▸ WHAT NEEDS TO BE DONE
Retype the records below exactly as they appear.

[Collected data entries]
==================================================
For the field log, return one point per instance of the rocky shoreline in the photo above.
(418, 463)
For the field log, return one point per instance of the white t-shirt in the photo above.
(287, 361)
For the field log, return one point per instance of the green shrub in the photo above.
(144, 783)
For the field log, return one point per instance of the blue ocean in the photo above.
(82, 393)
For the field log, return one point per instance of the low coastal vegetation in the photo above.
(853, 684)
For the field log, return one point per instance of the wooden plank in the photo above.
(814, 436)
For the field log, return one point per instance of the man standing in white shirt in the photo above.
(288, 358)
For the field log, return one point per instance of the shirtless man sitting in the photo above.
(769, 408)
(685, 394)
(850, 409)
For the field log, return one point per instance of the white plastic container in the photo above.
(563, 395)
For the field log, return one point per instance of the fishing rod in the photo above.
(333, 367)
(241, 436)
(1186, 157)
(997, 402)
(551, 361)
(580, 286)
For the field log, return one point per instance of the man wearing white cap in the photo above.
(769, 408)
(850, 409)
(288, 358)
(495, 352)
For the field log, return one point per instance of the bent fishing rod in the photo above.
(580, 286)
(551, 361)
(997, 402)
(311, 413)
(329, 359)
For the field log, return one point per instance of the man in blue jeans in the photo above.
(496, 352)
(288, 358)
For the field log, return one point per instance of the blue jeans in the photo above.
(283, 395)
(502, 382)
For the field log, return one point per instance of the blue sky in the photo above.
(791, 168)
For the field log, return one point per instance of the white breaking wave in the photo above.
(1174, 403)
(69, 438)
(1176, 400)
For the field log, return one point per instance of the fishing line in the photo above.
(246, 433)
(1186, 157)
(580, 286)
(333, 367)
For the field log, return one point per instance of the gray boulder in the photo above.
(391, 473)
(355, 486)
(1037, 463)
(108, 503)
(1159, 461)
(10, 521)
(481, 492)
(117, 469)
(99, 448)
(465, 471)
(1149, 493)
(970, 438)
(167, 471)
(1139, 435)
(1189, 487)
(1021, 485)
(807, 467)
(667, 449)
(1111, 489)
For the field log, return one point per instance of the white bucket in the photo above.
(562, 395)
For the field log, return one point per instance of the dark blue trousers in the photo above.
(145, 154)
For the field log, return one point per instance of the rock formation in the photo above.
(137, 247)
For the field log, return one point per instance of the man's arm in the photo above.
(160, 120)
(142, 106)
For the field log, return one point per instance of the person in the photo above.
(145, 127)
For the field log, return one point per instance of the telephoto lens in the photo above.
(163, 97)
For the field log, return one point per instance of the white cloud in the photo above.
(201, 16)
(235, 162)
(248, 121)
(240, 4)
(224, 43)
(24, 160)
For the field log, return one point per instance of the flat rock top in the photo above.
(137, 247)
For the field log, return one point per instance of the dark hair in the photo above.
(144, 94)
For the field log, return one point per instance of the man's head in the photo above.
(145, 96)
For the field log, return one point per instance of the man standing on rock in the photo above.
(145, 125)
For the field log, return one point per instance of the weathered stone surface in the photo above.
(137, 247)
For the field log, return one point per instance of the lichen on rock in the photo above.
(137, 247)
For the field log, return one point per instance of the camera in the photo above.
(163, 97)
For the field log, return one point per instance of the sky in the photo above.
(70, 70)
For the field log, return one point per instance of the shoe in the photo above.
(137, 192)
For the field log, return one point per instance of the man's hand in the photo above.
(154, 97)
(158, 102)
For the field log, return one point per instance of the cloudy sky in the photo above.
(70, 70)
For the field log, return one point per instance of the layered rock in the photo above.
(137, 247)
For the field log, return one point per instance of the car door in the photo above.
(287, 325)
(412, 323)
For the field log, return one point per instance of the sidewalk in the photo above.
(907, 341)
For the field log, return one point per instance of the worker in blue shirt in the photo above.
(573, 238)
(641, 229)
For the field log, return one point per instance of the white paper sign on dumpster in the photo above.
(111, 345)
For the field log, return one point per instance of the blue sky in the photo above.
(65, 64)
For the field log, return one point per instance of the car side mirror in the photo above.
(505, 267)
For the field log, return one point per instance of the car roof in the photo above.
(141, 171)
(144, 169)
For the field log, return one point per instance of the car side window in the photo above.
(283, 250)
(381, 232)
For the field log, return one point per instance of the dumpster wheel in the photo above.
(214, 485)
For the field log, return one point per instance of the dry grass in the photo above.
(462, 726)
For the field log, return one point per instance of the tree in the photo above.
==================================================
▸ CORRECT RESPONSE
For the field log, return one point per instance of the rocky shoreline in the photo above.
(418, 463)
For the field log, return one point per instance of the white t-shirt in the photo above.
(287, 361)
For the field log, return one point per instance of the green shrub in the photo above.
(144, 783)
For the field log, return one point per instance of the blue ocean in the photo above.
(82, 393)
For the field log, return one point per instance of the low coastal vegetation in the photo above.
(853, 684)
For the field log, return one point per instance of the wooden plank in the photo above.
(814, 436)
For the field log, return one point per instance of the man standing in white shirt in the photo above.
(288, 358)
For the field log, return one point per instance of the shirtless man sitting in the photo above.
(769, 408)
(685, 394)
(850, 409)
For the field log, return one point per instance of the white plastic container in the photo above.
(563, 395)
For the field log, return one point per instance of the fishing rod in the photo above.
(333, 367)
(241, 436)
(1186, 157)
(997, 402)
(551, 361)
(580, 286)
For the field log, return one point per instance of the man wearing white cap in the photo above.
(769, 408)
(850, 409)
(288, 358)
(495, 352)
For the field log, return one point per instance of the bent fishing rod in the photo above.
(580, 286)
(551, 361)
(997, 402)
(311, 413)
(329, 359)
For the field log, return one point per instance of the man in blue jeans in the photo above.
(496, 352)
(288, 358)
For the field log, return one point per instance of the blue jeans in the photo above.
(283, 395)
(502, 382)
For the field log, return one point per instance of the blue sky in the photo above.
(791, 168)
For the field log, return one point per instance of the white breaking wave in the photo above.
(1174, 403)
(69, 438)
(1176, 400)
For the field log, return one point per instance of the fishing line in the photo above.
(246, 433)
(1186, 157)
(580, 286)
(333, 367)
For the field log, return one point per instance of the gray boulder in the photo above.
(391, 473)
(355, 486)
(1037, 463)
(108, 503)
(1159, 461)
(10, 521)
(481, 492)
(117, 469)
(99, 448)
(465, 471)
(1149, 493)
(970, 438)
(167, 471)
(1139, 435)
(1189, 487)
(1021, 485)
(807, 467)
(667, 449)
(1111, 489)
For the field log, return one point per instance of the white bucket in the photo above.
(562, 395)
For the field log, return one point per instance of the dark blue trousers in the photo above.
(145, 154)
For the field log, return one point per instance of the rock formation in the photo above.
(137, 247)
For the field log, return one point per instance of the man's arm in the photo above.
(160, 120)
(142, 106)
For the field log, return one point per instance of the person in the photo above.
(145, 127)
For the field log, return one point per instance of the telephoto lens in the photo above.
(163, 97)
For the field log, return one point per instance of the white cloud in the photo above.
(201, 16)
(235, 162)
(248, 121)
(240, 4)
(224, 43)
(24, 160)
For the field log, return one point per instance of the flat rock top in the photo above.
(137, 247)
For the field log, return one point per instance of the dark hair in the photo above.
(144, 94)
For the field log, return one point per instance of the man's head in the photo above.
(145, 96)
For the field log, return one point per instance of the man standing on rock in the photo above.
(145, 125)
For the field log, return one point per instance of the weathered stone surface in the photo above.
(137, 247)
For the field log, return one point per instance of the lichen on rock in the photo above.
(137, 247)
For the field log, return one point per instance of the camera in the photo above.
(163, 97)
For the field log, return one point per instance of the sky in the photo above.
(70, 70)
For the field log, return one point per instance of the shoe in the photo above.
(137, 192)
For the field log, return one point per instance of the man's hand in the photo above.
(154, 97)
(158, 102)
For the field log, return one point per instance of the cloudy sky in the photo above.
(70, 70)
For the field log, return one point per instance of the layered rock in the photo above.
(137, 247)
For the field log, return one point per instance of the car door in the photo above.
(287, 325)
(412, 323)
For the field log, return one point per instance of the sidewalk in the photo above.
(907, 341)
For the field log, return one point per instance of the worker in blue shirt in the photo above.
(573, 238)
(641, 229)
For the field log, return one point per instance of the white paper sign on dumpster in the photo above.
(111, 345)
For the field log, return one point per instance of the blue sky in the photo above.
(65, 64)
For the field log, return one point per instance of the car side mirror in the photo above.
(505, 267)
For the field log, return one point per instance of the car roof in the photo above.
(141, 171)
(144, 169)
For the field log, return one point per instance of the car side window in the photo above.
(283, 250)
(381, 232)
For the field log, return one point per instance of the dumpster wheel in the photo above.
(214, 485)
For the field log, return one point per instance of the dry grass in the photo above.
(462, 726)
For the field log, return one point per instance of the tree in the photo above.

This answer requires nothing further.